### PROBLEM TO WORK ON
What follows is a set of records. Repeat them word for word.

===== DATA FOR ANALYSIS

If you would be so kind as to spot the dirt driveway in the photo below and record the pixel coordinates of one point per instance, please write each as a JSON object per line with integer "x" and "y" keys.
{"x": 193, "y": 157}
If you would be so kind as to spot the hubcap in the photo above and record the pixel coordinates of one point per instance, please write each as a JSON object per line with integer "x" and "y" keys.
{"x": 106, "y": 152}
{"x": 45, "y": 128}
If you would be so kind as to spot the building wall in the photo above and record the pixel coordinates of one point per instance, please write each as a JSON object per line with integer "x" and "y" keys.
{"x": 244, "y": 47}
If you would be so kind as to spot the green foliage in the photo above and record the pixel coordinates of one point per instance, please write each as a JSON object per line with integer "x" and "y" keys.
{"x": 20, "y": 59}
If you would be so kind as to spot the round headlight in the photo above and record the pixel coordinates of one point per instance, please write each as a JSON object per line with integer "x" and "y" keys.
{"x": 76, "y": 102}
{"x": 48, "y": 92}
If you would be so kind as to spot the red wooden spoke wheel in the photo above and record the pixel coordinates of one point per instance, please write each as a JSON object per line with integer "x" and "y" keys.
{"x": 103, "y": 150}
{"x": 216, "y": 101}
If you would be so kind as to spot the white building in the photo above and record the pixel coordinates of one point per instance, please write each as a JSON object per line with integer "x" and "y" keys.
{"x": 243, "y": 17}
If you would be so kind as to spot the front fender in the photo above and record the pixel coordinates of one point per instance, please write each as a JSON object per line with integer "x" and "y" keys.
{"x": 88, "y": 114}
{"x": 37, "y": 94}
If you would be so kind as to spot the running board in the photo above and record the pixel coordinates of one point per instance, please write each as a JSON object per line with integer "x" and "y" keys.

==========

### EXPECTED ANSWER
If you would be so kind as to spot the dirt driveway in the photo below and record the pixel coordinates of one point per instance, please write each as a JSON object per line with integer "x" and "y" keys.
{"x": 193, "y": 157}
If you would be so kind as to spot the hubcap in the photo above and record the pixel coordinates of one point per instance, please write each as a JSON object per line with integer "x" and "y" keys.
{"x": 106, "y": 152}
{"x": 45, "y": 128}
If you would be so kind as to spot the building wall in the photo above and record the pixel coordinates of one point per instance, please write each as a JSON object per line with integer "x" and "y" keys.
{"x": 244, "y": 47}
If you would be so kind as to spot the green foliage in the photo above and record the pixel coordinates of one point per instance, please write each as a JSON object per line with integer "x" and "y" keys.
{"x": 20, "y": 59}
If you would be so kind as to spot the round headlight in the photo above and record the pixel coordinates of one point per instance, please write each as a JSON object per line with integer "x" and "y" keys.
{"x": 76, "y": 102}
{"x": 48, "y": 92}
If you would be so kind as to spot the red wooden spoke wheel in the photo above and record the pixel coordinates of one point per instance, please write each as a JSON object per line with integer "x" and "y" keys.
{"x": 103, "y": 150}
{"x": 216, "y": 101}
If you would be so kind as to spot the white building in the photo above and record the pixel coordinates of one point per instance, please write each as a JSON object per line with integer "x" and "y" keys.
{"x": 243, "y": 17}
If you would be so kind as to spot the front fender in the photo above and record the pixel coordinates of one point per instance, please write each as a JSON object per line with integer "x" and "y" keys.
{"x": 88, "y": 114}
{"x": 37, "y": 94}
If you would be so kind as to spot the running board in the photo above and record the pixel coordinates of one point per instance, please write each as a JSON object per line with integer "x" and "y" keys.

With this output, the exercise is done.